BRANO DA LEGGERE:
Della poesia come “negativo” e “nostalgia di reale”

Le parole che seguono sono state scritte poco fa come commento a un articolo di Andrea Inglese pubblicato su Nazione Indiana, “Paesaggio e convenzioni figurative nella poesia italiana contemporanea”. Dopo aver inviato il commento, mi sono reso conto che la questione che affronta è in realtà più vasta dell’occasione per cui è – di getto – stato scritto, e ho deciso di pubblicarlo, come post autonomo, anche qui.

 

Il saggio, come sempre quando Inglese scrive, è acuto e pieno di spunti. Non posso che condividere l’idea del testo come paesaggio, visto che io stesso l’avevo buttata lì in un post del 2010. Tuttavia, di fronte ai testi di Giovenale e Broggi, continuo a sentire una sorta di perplessità, di cui provo a spiegarmi il motivo in questo modo.
Sembra che questi testi testimonino l’impossibilità, in un mondo tardo-capitalistico, in cui la stessa parola è divenuta merce, di dire qualcosa che non sia l’impossibilità stessa di un rapporto sentimentale con il paesaggio. Quello che sarebbe rimasto possibile in questo contesto non sarebbe dunque il rapporto con il paesaggio, bensì quello con il film pubblicitario sul paesaggio. Di conseguenza, quello che la poesia può fare non sarebbe che “essere un prezioso strumento di rilevazione della realtà, ma in “negativo”, mostrando l’inadeguatezza dei nostri discorsi e delle nostre narrazioni e tenendo vivi la nostalgia e il desiderio di reale”. Insomma, l’unica possibilità sincera della poesia starebbe nel negativo, nel tener viva la nostalgia del reale. Il che mi ricorda molto le parole di Adorno a chiusura del saggio su Schoenberg nella “Filosofia della musica moderna”, e in generale il lamento di Adorno per l’impossibilità, oggi, di un’arte innocente, ovvero inconsapevole della corruzione (capitalistica) dell’immagine stessa del mondo (e del paesaggio).

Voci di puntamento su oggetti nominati

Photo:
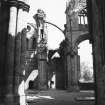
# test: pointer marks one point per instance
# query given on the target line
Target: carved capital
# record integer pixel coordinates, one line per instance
(23, 5)
(12, 3)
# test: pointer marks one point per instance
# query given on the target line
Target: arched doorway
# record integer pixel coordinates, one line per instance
(86, 77)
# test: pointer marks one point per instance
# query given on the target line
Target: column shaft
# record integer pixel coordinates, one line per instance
(10, 56)
(72, 73)
(42, 67)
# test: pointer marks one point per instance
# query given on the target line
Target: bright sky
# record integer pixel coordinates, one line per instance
(85, 52)
(55, 13)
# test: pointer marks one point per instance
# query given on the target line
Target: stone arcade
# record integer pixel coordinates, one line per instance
(17, 62)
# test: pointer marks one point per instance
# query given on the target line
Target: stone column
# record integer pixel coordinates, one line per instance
(72, 72)
(42, 67)
(20, 48)
(30, 43)
(97, 12)
(9, 67)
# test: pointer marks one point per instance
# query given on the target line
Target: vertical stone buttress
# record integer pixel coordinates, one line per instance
(96, 11)
(20, 44)
(4, 22)
(42, 67)
(71, 54)
(72, 71)
(10, 48)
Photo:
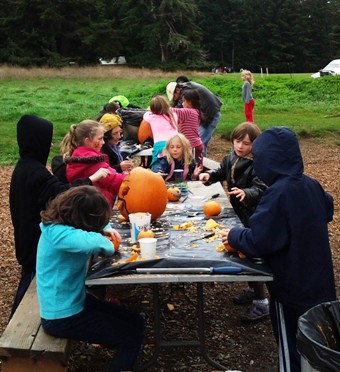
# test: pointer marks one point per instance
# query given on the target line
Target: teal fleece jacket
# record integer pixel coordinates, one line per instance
(62, 258)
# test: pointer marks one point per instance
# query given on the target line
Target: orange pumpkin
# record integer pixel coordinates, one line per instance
(144, 131)
(146, 234)
(142, 191)
(174, 193)
(212, 208)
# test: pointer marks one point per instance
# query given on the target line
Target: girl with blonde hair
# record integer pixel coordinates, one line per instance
(81, 149)
(177, 154)
(247, 94)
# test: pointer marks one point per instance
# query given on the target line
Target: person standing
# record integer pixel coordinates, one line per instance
(245, 190)
(289, 230)
(32, 186)
(247, 94)
(210, 106)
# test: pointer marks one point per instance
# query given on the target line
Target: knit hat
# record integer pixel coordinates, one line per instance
(122, 100)
(110, 121)
(170, 88)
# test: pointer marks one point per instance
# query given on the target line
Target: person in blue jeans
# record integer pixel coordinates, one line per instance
(210, 108)
(75, 226)
(289, 230)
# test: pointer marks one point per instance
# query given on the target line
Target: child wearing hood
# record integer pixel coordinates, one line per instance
(289, 231)
(32, 186)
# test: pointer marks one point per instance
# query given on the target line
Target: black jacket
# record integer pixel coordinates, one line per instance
(32, 186)
(239, 172)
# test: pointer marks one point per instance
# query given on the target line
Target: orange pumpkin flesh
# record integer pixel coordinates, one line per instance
(212, 208)
(142, 191)
(174, 194)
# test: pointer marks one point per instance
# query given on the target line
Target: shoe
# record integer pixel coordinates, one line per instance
(246, 297)
(255, 313)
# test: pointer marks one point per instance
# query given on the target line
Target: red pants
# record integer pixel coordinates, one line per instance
(248, 110)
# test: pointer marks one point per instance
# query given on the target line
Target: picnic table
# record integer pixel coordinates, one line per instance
(179, 260)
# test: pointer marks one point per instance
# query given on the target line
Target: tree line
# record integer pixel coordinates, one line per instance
(281, 35)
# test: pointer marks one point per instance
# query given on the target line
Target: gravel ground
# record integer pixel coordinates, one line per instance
(244, 347)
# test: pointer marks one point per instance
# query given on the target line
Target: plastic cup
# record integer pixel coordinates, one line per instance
(148, 248)
(178, 175)
(138, 222)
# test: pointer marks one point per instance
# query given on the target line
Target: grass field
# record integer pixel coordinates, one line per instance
(67, 96)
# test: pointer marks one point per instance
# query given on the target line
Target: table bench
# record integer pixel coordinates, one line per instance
(24, 346)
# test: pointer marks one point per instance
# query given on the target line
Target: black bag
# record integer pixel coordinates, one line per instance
(132, 117)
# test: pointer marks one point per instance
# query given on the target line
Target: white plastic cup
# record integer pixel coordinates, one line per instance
(178, 175)
(138, 222)
(148, 248)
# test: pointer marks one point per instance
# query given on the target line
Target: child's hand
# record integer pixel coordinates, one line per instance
(101, 173)
(114, 234)
(204, 177)
(198, 169)
(126, 165)
(239, 193)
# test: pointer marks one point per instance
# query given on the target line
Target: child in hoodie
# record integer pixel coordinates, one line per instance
(289, 231)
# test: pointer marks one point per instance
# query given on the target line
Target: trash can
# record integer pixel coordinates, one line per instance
(318, 338)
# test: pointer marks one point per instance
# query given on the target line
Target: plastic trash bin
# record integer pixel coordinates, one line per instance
(318, 338)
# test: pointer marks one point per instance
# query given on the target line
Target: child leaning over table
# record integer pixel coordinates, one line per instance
(245, 190)
(74, 227)
(289, 231)
(177, 154)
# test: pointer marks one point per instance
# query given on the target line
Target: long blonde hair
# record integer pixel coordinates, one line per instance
(160, 106)
(249, 76)
(187, 149)
(77, 134)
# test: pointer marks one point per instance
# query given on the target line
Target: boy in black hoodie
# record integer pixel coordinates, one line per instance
(32, 186)
(289, 230)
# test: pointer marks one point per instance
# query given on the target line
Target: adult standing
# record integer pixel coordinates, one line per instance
(32, 186)
(210, 109)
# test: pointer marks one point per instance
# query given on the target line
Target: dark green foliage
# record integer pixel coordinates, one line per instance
(281, 35)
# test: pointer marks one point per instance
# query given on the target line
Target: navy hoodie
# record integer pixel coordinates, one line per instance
(289, 227)
(32, 186)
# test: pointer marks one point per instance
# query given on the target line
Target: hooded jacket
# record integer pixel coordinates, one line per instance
(32, 186)
(289, 227)
(239, 172)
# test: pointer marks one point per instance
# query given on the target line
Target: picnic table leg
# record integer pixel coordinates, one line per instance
(157, 329)
(201, 328)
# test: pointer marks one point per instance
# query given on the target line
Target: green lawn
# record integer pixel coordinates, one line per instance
(308, 106)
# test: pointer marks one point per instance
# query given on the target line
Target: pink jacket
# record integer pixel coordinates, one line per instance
(86, 161)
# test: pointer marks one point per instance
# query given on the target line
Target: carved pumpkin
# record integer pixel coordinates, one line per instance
(212, 208)
(144, 131)
(174, 194)
(142, 191)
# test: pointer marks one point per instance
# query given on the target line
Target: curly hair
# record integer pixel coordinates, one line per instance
(82, 207)
(77, 134)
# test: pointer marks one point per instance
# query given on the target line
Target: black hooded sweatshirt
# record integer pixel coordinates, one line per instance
(32, 186)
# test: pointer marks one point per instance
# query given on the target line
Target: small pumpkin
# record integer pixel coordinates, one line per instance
(212, 208)
(114, 242)
(174, 193)
(144, 131)
(142, 191)
(145, 233)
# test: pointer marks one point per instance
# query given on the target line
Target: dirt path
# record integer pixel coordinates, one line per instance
(238, 346)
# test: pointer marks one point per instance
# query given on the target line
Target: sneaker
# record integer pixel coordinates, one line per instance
(255, 313)
(246, 297)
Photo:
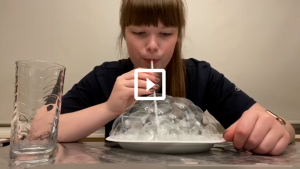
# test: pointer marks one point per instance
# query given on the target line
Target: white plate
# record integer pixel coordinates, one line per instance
(167, 147)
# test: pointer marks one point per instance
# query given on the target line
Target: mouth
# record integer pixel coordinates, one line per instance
(149, 61)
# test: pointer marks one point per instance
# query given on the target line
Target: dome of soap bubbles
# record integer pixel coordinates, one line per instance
(172, 119)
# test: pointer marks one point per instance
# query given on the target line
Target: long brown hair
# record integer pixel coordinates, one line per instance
(170, 13)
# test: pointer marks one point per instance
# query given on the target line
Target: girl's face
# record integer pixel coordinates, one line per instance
(151, 43)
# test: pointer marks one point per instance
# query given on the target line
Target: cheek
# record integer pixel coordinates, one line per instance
(171, 46)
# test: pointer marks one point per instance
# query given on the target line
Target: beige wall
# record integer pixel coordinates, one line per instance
(254, 43)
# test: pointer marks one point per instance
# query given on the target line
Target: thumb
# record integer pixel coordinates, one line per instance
(228, 135)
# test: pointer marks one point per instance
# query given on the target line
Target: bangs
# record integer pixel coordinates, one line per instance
(150, 12)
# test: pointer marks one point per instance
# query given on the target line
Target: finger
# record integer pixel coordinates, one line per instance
(268, 143)
(280, 146)
(244, 128)
(141, 84)
(130, 74)
(260, 130)
(229, 133)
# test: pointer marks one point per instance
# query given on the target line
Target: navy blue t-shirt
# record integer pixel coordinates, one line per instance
(205, 87)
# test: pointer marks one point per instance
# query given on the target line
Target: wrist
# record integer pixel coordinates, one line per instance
(110, 110)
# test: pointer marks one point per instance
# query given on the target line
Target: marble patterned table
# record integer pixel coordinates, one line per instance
(220, 154)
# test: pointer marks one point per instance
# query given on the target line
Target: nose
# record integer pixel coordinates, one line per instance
(152, 45)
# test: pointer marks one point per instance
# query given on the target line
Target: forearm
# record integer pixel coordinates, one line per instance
(291, 131)
(78, 125)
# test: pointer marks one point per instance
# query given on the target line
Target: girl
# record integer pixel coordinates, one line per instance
(153, 30)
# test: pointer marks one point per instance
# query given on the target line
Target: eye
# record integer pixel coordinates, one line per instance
(139, 33)
(166, 34)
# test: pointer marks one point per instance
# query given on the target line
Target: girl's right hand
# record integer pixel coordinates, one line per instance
(122, 94)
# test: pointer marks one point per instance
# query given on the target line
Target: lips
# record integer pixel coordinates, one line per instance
(149, 60)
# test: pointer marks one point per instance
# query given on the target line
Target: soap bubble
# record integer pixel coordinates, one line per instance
(174, 119)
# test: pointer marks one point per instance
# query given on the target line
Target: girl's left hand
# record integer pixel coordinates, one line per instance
(259, 133)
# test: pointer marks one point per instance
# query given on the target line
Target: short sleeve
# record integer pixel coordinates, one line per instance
(225, 101)
(86, 93)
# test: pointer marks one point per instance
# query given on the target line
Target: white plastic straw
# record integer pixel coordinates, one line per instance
(155, 104)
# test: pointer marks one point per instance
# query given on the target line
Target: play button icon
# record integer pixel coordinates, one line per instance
(149, 84)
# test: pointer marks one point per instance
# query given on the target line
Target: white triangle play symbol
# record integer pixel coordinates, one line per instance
(149, 84)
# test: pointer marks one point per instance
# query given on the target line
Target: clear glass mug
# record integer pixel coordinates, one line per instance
(37, 105)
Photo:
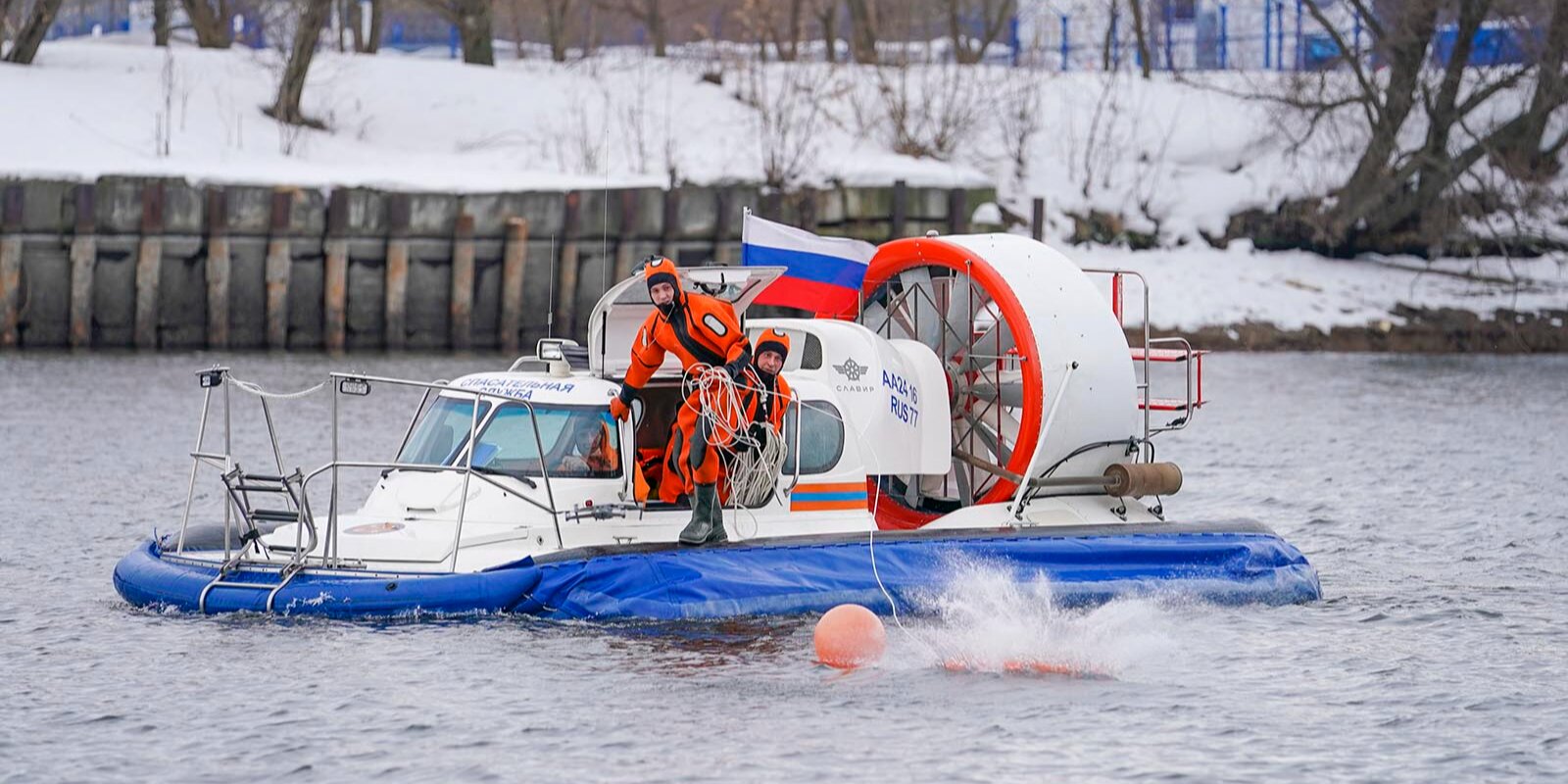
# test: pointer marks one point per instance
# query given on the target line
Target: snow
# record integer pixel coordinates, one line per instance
(1167, 154)
(1196, 287)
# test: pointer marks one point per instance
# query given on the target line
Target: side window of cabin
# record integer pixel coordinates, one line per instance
(820, 436)
(811, 357)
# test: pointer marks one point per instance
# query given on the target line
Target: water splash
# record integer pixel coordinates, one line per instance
(985, 619)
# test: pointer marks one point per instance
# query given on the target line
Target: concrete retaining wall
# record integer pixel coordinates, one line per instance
(167, 264)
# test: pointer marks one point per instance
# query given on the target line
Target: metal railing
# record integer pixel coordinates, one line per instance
(329, 556)
(1145, 352)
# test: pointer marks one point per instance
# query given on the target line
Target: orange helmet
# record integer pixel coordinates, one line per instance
(772, 341)
(661, 270)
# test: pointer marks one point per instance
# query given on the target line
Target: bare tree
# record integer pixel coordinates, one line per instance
(161, 23)
(650, 15)
(929, 110)
(1421, 130)
(557, 25)
(827, 13)
(31, 35)
(993, 16)
(475, 23)
(773, 25)
(789, 101)
(378, 21)
(212, 25)
(1141, 35)
(366, 39)
(290, 88)
(862, 30)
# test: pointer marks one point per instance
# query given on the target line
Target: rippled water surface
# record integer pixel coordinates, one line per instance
(1427, 491)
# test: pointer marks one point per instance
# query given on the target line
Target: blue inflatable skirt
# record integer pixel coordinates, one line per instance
(1231, 564)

COSA FARE:
a) Traduci in inglese questa frase del brano sulla poesia: "Il saggio, come sempre quando Inglese scrive, è acuto e pieno di spunti."
b) Secondo il brano sulla poesia, in quale anno l'autore aveva già proposto l'idea del testo come paesaggio?
Le voci provengono da una fonte diversa.

SOLUZIONI DELL'ESERCIZIO:
a) The essay, as always when Inglese writes, is sharp and full of insights.

b) Nel 2010, in un post.